Saved entries

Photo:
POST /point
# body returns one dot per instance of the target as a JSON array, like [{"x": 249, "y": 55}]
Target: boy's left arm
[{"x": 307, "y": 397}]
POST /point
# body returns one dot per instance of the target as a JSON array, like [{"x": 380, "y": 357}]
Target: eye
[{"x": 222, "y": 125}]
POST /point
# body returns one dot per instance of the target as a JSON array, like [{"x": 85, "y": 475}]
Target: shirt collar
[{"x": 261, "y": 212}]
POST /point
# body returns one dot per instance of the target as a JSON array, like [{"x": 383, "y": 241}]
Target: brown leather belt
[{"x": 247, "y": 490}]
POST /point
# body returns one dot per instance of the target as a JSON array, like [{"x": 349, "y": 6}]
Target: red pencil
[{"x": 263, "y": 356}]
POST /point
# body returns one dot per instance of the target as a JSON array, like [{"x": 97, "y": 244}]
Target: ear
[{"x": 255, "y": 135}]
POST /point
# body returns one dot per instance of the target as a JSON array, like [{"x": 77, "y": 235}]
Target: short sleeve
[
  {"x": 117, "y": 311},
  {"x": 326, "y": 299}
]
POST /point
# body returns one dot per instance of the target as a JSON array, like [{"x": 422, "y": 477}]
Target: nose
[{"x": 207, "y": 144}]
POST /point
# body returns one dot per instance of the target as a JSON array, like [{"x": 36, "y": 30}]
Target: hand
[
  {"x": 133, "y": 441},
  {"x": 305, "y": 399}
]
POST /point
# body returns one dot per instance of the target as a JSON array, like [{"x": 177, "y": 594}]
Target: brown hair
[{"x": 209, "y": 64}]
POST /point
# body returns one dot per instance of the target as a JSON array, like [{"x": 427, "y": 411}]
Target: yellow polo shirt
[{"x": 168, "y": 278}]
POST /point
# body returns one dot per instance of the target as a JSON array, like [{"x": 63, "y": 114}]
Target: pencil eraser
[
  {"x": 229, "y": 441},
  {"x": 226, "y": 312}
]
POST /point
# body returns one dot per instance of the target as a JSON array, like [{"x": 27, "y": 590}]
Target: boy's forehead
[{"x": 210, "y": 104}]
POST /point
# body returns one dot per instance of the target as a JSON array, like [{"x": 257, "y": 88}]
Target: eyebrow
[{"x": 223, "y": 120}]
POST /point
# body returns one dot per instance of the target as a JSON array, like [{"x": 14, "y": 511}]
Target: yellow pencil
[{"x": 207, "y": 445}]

What is needed
Copy out each record, keeping every word as it is.

Exercise answer
Photo:
POST /point
# body returns one dot per instance of the target as a JSON array, like [{"x": 249, "y": 55}]
Target: boy's left arm
[{"x": 307, "y": 397}]
POST /point
# body returns one dot per instance of the target as a JSON array, like [{"x": 380, "y": 357}]
Target: eye
[{"x": 222, "y": 125}]
POST /point
# body returns one dot per instance of the target as a JSON array, like [{"x": 85, "y": 475}]
Target: shirt collar
[{"x": 261, "y": 212}]
POST /point
# body returns one dot per instance of the target as a JSON array, like [{"x": 383, "y": 241}]
Target: brown leather belt
[{"x": 247, "y": 490}]
POST /point
# body returns one dot per instance of the target as a JSON array, like [{"x": 349, "y": 6}]
Target: red pencil
[{"x": 263, "y": 356}]
POST /point
# body returns one dot per instance of the target as a JSON array, like [{"x": 97, "y": 244}]
Target: ear
[{"x": 255, "y": 135}]
POST /point
# body returns one dot per instance of the target as a JSON array, like [{"x": 77, "y": 235}]
Target: short sleeve
[
  {"x": 117, "y": 311},
  {"x": 326, "y": 299}
]
POST /point
# body returns one dot per instance of the target as a JSON array, like [{"x": 422, "y": 477}]
Target: nose
[{"x": 207, "y": 144}]
POST /point
# body returns one dot per instance of the target as a JSON array, like [{"x": 36, "y": 30}]
Target: hand
[
  {"x": 133, "y": 441},
  {"x": 305, "y": 399}
]
POST /point
# body returns one dot per instance of the target as a JSON array, like [{"x": 177, "y": 594}]
Target: brown hair
[{"x": 209, "y": 64}]
POST /point
# body returns one dot per instance of the target as a JSON array, like [{"x": 427, "y": 411}]
Target: yellow polo shirt
[{"x": 168, "y": 278}]
POST /point
# body returns one dot per instance of the target as a JSON array, like [{"x": 63, "y": 114}]
Target: pencil eraser
[
  {"x": 229, "y": 441},
  {"x": 226, "y": 312}
]
POST /point
# body returns one dot per instance of the target as a JSON array, like [{"x": 27, "y": 590}]
Target: boy's forehead
[{"x": 210, "y": 104}]
POST /point
# body returns one dot per instance of the target as a JSON array, like [{"x": 257, "y": 88}]
Target: eyebrow
[{"x": 223, "y": 120}]
POST /point
# body returns one dot per instance of the target as a JSON array, like [{"x": 14, "y": 511}]
Target: yellow pencil
[{"x": 207, "y": 445}]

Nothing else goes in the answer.